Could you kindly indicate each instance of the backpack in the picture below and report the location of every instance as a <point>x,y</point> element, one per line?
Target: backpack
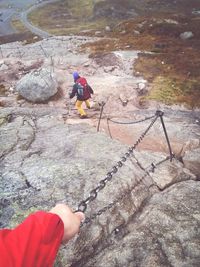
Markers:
<point>82,88</point>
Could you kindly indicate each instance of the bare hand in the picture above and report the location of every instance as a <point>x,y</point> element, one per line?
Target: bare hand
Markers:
<point>71,220</point>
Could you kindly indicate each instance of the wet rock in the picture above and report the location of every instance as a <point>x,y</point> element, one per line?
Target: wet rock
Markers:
<point>143,242</point>
<point>37,86</point>
<point>192,162</point>
<point>186,35</point>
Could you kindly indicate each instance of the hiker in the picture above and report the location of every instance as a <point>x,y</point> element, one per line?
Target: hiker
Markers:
<point>83,92</point>
<point>35,242</point>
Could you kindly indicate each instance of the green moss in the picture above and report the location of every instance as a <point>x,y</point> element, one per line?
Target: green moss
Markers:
<point>173,90</point>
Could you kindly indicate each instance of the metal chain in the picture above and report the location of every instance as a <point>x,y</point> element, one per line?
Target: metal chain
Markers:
<point>82,206</point>
<point>127,191</point>
<point>132,122</point>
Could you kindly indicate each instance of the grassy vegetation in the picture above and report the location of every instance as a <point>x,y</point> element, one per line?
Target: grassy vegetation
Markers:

**TASK TO COMPLETE**. Nothing outside the span should appear: transcribe the lines from the one containing "Could you kindly indicate each instance of the wet" through the last line of the records.

**SOLUTION BELOW**.
Could you kindly indicate each instance of the wet rock in the picture above and report the location of every instance as a <point>x,y</point> element, one per line?
Target: wet rock
Markers:
<point>143,242</point>
<point>37,86</point>
<point>192,162</point>
<point>186,35</point>
Could you kindly indicate each instance of the hiker in the picture above and report the location of every instance as a <point>x,y</point> element, one per line?
Target: hiker
Markers:
<point>83,92</point>
<point>35,242</point>
Could you kindly indicate each instance of the green moss in the picture above and report the location of every instance as a <point>x,y</point> element, one per line?
Target: green moss
Markers:
<point>173,90</point>
Could you kindly indicate each instance of the metal chain in the picture above and report the location of every instance as a <point>x,y</point> element, one per line?
Target: metal chain
Markers:
<point>82,206</point>
<point>127,191</point>
<point>132,122</point>
Could you kindly indicate each instance of the grassy vegetation in the picture above and report the location of every instance as a <point>x,y</point> element, one per line?
Target: grassy vegetation
Markers:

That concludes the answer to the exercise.